[The problem]: Copy out each line of the data holding "person".

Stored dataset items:
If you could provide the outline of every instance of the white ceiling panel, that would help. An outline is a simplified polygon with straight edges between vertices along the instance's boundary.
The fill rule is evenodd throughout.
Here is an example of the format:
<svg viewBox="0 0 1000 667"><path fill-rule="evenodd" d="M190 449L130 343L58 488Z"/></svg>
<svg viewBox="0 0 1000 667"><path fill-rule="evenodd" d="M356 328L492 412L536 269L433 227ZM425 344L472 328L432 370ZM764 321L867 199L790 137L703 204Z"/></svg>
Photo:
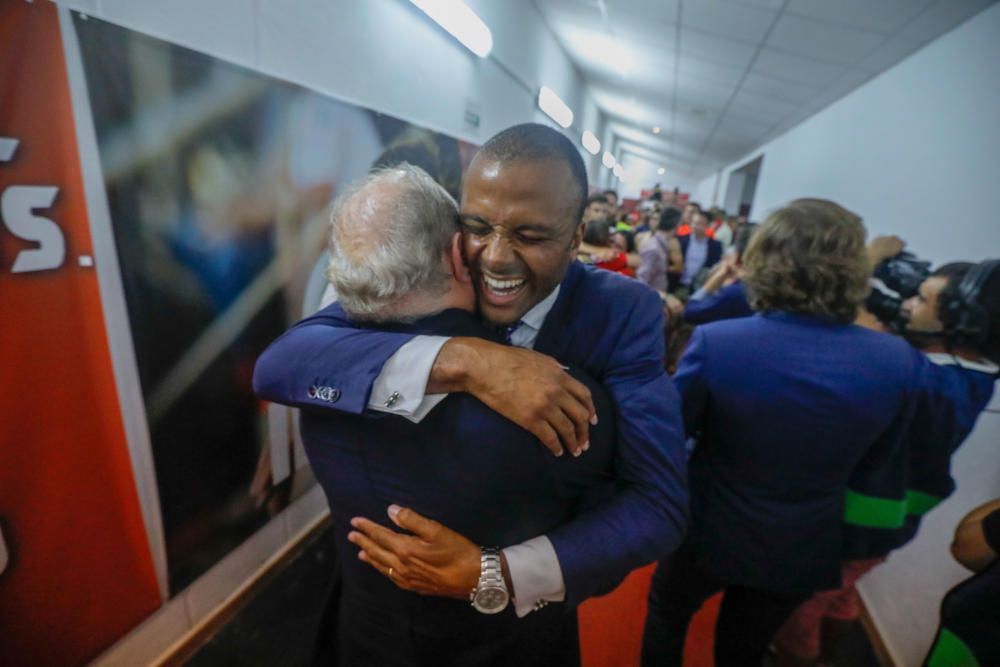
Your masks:
<svg viewBox="0 0 1000 667"><path fill-rule="evenodd" d="M774 127L775 123L768 120L759 120L741 116L735 111L727 113L715 133L736 139L756 139L763 136L768 130Z"/></svg>
<svg viewBox="0 0 1000 667"><path fill-rule="evenodd" d="M787 14L890 35L934 0L790 0Z"/></svg>
<svg viewBox="0 0 1000 667"><path fill-rule="evenodd" d="M725 0L726 4L750 5L758 9L773 9L778 11L785 4L785 0Z"/></svg>
<svg viewBox="0 0 1000 667"><path fill-rule="evenodd" d="M684 3L681 25L729 39L756 44L764 39L778 12L725 0Z"/></svg>
<svg viewBox="0 0 1000 667"><path fill-rule="evenodd" d="M775 79L757 71L747 75L740 89L793 104L804 104L823 91L822 88Z"/></svg>
<svg viewBox="0 0 1000 667"><path fill-rule="evenodd" d="M591 4L597 4L596 2ZM605 0L611 20L619 14L645 16L656 21L677 22L677 6L680 0Z"/></svg>
<svg viewBox="0 0 1000 667"><path fill-rule="evenodd" d="M823 63L790 53L764 49L757 56L754 70L767 76L821 88L843 75L847 68L843 65Z"/></svg>
<svg viewBox="0 0 1000 667"><path fill-rule="evenodd" d="M691 57L716 65L743 69L750 62L756 50L757 48L752 44L735 42L693 28L681 30L682 58Z"/></svg>
<svg viewBox="0 0 1000 667"><path fill-rule="evenodd" d="M743 78L744 69L738 67L727 67L716 63L698 60L691 56L681 55L678 61L678 78L694 79L705 83L717 84L728 88L735 88Z"/></svg>
<svg viewBox="0 0 1000 667"><path fill-rule="evenodd" d="M994 2L996 0L935 0L930 7L903 28L900 36L929 42L975 16Z"/></svg>
<svg viewBox="0 0 1000 667"><path fill-rule="evenodd" d="M814 60L852 65L884 41L885 36L879 33L784 14L775 24L767 45Z"/></svg>
<svg viewBox="0 0 1000 667"><path fill-rule="evenodd" d="M530 1L608 118L612 143L695 165L701 177L998 0Z"/></svg>
<svg viewBox="0 0 1000 667"><path fill-rule="evenodd" d="M782 102L767 95L757 95L741 90L733 98L730 110L739 116L746 116L764 123L777 123L799 108L800 105Z"/></svg>
<svg viewBox="0 0 1000 667"><path fill-rule="evenodd" d="M887 39L882 46L858 62L858 66L871 72L881 72L882 70L889 69L926 43L927 40L925 39L907 38L897 35L891 39Z"/></svg>
<svg viewBox="0 0 1000 667"><path fill-rule="evenodd" d="M684 74L677 78L677 103L687 109L725 109L732 96L732 86Z"/></svg>

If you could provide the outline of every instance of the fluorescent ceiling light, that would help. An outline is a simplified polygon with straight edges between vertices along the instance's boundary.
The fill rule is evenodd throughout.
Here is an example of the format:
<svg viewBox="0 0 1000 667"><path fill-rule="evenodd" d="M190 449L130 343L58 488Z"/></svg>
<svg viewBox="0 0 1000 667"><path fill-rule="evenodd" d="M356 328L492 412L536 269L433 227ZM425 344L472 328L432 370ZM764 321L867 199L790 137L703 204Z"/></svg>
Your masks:
<svg viewBox="0 0 1000 667"><path fill-rule="evenodd" d="M611 172L612 172L612 173L613 173L613 174L614 174L615 176L617 176L618 178L624 178L624 175L625 175L625 170L624 170L624 169L622 169L622 166L621 166L620 164L616 164L616 165L615 165L615 166L614 166L614 167L613 167L613 168L611 169Z"/></svg>
<svg viewBox="0 0 1000 667"><path fill-rule="evenodd" d="M660 133L660 126L657 125L656 127L653 128L653 134L659 134L659 133Z"/></svg>
<svg viewBox="0 0 1000 667"><path fill-rule="evenodd" d="M410 0L467 49L485 58L493 49L493 34L462 0Z"/></svg>
<svg viewBox="0 0 1000 667"><path fill-rule="evenodd" d="M667 171L666 169L660 167L659 169L656 170L656 173L659 174L660 176L663 176L663 174L666 173L666 171Z"/></svg>
<svg viewBox="0 0 1000 667"><path fill-rule="evenodd" d="M562 98L548 86L542 86L538 89L538 108L562 127L569 127L573 124L573 110L566 106Z"/></svg>
<svg viewBox="0 0 1000 667"><path fill-rule="evenodd" d="M604 155L601 157L601 164L603 164L608 169L615 168L615 156L611 153L604 151Z"/></svg>
<svg viewBox="0 0 1000 667"><path fill-rule="evenodd" d="M597 140L597 137L590 130L583 133L583 138L580 141L591 155L597 155L598 151L601 150L601 142Z"/></svg>

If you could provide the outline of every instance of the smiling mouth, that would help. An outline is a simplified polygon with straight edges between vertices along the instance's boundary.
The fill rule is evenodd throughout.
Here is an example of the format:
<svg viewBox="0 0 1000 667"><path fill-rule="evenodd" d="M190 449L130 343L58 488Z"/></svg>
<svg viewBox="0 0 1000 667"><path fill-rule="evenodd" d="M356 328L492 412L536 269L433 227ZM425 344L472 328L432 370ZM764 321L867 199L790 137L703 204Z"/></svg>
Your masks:
<svg viewBox="0 0 1000 667"><path fill-rule="evenodd" d="M527 281L524 278L500 280L483 274L483 287L487 298L494 302L507 302L520 294ZM492 297L492 298L489 298Z"/></svg>

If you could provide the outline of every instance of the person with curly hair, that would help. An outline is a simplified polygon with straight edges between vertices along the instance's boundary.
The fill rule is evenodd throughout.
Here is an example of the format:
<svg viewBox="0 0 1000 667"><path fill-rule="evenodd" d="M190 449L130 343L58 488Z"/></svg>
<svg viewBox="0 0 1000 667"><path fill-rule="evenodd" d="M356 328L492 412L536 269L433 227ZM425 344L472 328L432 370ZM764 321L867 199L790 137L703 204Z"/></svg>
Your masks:
<svg viewBox="0 0 1000 667"><path fill-rule="evenodd" d="M691 523L649 594L644 665L680 665L692 615L724 590L720 665L756 665L814 591L840 584L847 482L909 426L920 353L853 324L871 267L861 219L799 199L757 229L743 261L752 317L697 327L674 381Z"/></svg>

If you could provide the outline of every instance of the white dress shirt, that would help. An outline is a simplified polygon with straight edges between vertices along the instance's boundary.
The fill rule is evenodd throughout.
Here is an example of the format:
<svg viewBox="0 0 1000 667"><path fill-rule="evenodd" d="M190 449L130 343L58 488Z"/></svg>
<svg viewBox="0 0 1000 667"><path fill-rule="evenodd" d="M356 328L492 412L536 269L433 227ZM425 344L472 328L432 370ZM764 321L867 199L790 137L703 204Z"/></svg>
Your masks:
<svg viewBox="0 0 1000 667"><path fill-rule="evenodd" d="M511 332L511 344L531 349L538 332L559 297L559 286L524 314ZM427 380L441 348L448 341L441 336L417 336L399 348L375 378L368 407L401 415L419 422L447 394L425 394ZM556 550L548 537L540 535L503 549L510 581L514 586L514 610L523 617L549 602L566 599L566 585Z"/></svg>
<svg viewBox="0 0 1000 667"><path fill-rule="evenodd" d="M708 259L708 237L700 241L691 233L688 240L687 251L684 253L684 273L681 275L681 285L690 285L694 277L701 271Z"/></svg>

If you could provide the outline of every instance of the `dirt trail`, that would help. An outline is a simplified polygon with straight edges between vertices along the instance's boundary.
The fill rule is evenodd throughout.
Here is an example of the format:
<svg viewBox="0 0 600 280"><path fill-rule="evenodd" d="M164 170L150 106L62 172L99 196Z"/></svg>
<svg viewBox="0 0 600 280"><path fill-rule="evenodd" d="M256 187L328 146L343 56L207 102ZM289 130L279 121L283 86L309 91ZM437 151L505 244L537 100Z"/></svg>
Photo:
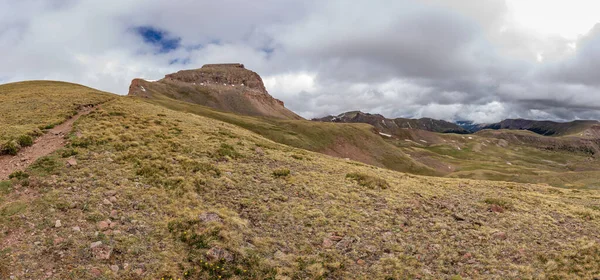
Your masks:
<svg viewBox="0 0 600 280"><path fill-rule="evenodd" d="M62 148L67 143L65 135L71 132L73 123L83 115L87 115L95 108L94 106L85 106L72 118L66 120L60 125L48 130L44 135L38 137L31 147L25 147L19 151L16 156L0 156L0 180L8 179L8 175L15 171L25 170L30 164L38 158L49 155L50 153Z"/></svg>

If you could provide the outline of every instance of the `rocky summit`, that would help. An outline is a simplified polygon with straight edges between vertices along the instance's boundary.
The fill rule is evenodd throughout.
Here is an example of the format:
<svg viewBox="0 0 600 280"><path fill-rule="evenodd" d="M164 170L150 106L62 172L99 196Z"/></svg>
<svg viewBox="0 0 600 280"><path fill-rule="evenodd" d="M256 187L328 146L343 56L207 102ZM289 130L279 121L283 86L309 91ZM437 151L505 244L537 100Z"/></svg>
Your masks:
<svg viewBox="0 0 600 280"><path fill-rule="evenodd" d="M168 74L158 81L134 79L129 95L167 97L251 116L302 119L267 92L257 73L239 63L206 64Z"/></svg>

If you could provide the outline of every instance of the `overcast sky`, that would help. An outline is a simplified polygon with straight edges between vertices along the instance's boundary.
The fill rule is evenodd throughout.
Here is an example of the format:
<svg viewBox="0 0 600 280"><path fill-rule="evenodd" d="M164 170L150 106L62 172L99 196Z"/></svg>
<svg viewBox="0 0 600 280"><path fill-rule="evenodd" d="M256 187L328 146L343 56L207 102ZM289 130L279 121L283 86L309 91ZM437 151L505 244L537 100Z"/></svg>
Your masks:
<svg viewBox="0 0 600 280"><path fill-rule="evenodd" d="M306 118L600 119L600 1L0 0L0 83L240 62Z"/></svg>

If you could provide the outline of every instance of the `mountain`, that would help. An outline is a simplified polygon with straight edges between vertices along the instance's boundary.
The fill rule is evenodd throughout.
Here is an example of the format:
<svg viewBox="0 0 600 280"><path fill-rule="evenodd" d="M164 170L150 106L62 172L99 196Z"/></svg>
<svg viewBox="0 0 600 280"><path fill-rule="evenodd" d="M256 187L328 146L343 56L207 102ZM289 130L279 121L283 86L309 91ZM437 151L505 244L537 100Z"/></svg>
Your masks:
<svg viewBox="0 0 600 280"><path fill-rule="evenodd" d="M469 131L470 133L475 133L477 131L480 131L483 129L484 126L486 126L486 124L478 124L475 123L473 121L456 121L455 122L458 126L464 128L465 130Z"/></svg>
<svg viewBox="0 0 600 280"><path fill-rule="evenodd" d="M600 136L600 122L576 120L571 122L533 121L525 119L507 119L499 123L484 125L481 129L529 130L546 136L577 135L583 137Z"/></svg>
<svg viewBox="0 0 600 280"><path fill-rule="evenodd" d="M469 133L468 130L460 127L457 124L443 121L443 120L435 120L431 118L421 118L421 119L405 119L405 118L396 118L396 119L388 119L379 114L369 114L363 113L360 111L350 111L346 113L339 114L337 116L327 116L323 118L313 119L314 121L320 122L341 122L341 123L368 123L377 130L385 134L398 134L401 129L421 129L432 132L441 132L441 133L459 133L466 134Z"/></svg>
<svg viewBox="0 0 600 280"><path fill-rule="evenodd" d="M158 81L134 79L129 95L169 98L250 116L299 120L302 117L273 98L261 77L243 64L207 64L168 74Z"/></svg>
<svg viewBox="0 0 600 280"><path fill-rule="evenodd" d="M47 155L0 156L19 163L0 177L0 279L600 274L598 190L419 176L281 142L327 146L333 131L365 145L381 140L374 144L379 156L410 144L411 156L477 156L461 172L487 165L533 179L557 172L520 165L570 165L574 157L560 151L439 133L448 143L419 146L380 137L368 124L251 117L60 82L0 86L3 104L10 104L0 111L9 122L0 122L0 137L36 129L48 135L52 130L39 126L54 120L71 129ZM82 110L91 111L73 114ZM44 136L35 137L28 152L46 147ZM504 154L519 160L508 165L498 158ZM590 174L572 170L560 178L595 184Z"/></svg>

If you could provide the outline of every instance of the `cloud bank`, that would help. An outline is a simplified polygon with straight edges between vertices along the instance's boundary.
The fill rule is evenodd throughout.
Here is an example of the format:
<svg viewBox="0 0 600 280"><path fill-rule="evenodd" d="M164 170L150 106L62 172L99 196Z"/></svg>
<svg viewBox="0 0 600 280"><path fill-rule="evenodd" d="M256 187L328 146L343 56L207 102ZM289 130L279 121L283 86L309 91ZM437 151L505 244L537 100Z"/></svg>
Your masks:
<svg viewBox="0 0 600 280"><path fill-rule="evenodd" d="M600 24L532 29L514 3L0 0L0 82L125 94L136 77L241 62L307 118L600 119Z"/></svg>

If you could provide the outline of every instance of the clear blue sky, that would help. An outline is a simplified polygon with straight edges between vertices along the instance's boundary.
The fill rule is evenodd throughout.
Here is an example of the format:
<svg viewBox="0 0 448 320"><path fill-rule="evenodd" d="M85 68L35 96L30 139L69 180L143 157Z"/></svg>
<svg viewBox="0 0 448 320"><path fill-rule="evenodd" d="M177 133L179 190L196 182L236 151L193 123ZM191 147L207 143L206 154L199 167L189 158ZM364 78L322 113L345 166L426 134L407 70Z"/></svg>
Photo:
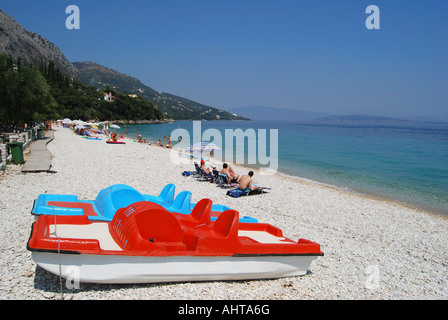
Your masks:
<svg viewBox="0 0 448 320"><path fill-rule="evenodd" d="M68 30L65 8L81 11ZM368 5L381 29L368 30ZM446 0L1 0L72 61L219 108L448 120Z"/></svg>

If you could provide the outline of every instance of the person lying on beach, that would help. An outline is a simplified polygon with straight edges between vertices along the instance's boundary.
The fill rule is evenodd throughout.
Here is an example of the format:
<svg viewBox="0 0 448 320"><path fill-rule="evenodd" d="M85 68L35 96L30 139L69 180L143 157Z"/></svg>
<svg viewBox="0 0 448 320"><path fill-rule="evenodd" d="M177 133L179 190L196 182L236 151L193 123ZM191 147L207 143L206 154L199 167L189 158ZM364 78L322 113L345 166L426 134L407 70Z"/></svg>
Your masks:
<svg viewBox="0 0 448 320"><path fill-rule="evenodd" d="M163 143L162 143L162 141L160 141L160 139L159 139L159 141L157 141L157 146L158 147L163 147Z"/></svg>
<svg viewBox="0 0 448 320"><path fill-rule="evenodd" d="M238 189L243 191L261 190L261 188L252 185L254 181L252 179L253 176L254 176L253 171L249 171L247 175L243 175L240 178L238 178L237 181L239 183Z"/></svg>
<svg viewBox="0 0 448 320"><path fill-rule="evenodd" d="M239 178L239 175L235 175L235 172L230 172L230 166L227 164L227 163L224 163L223 165L222 165L222 170L221 171L219 171L219 173L221 173L221 174L225 174L226 175L226 177L227 177L227 180L230 182L230 183L236 183L236 181L238 180L238 178Z"/></svg>

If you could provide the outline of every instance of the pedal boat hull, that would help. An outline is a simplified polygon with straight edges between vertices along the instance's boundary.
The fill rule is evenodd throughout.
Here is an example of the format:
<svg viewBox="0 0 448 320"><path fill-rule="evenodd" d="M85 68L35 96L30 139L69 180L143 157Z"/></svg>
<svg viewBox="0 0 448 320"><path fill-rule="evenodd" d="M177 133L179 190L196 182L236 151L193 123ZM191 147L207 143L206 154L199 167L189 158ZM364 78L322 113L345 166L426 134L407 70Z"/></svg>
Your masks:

[Output for this exercise]:
If you could provide the outline of every instance of the person with curly hair, that would help. An outline is a simplified polygon with straight edges between vertices along the instance's boundary.
If you could provide the outline of every instance of the person lying on beach, that would help. An outline is a simplified polygon with straight edges between vertices along the instance's boundary.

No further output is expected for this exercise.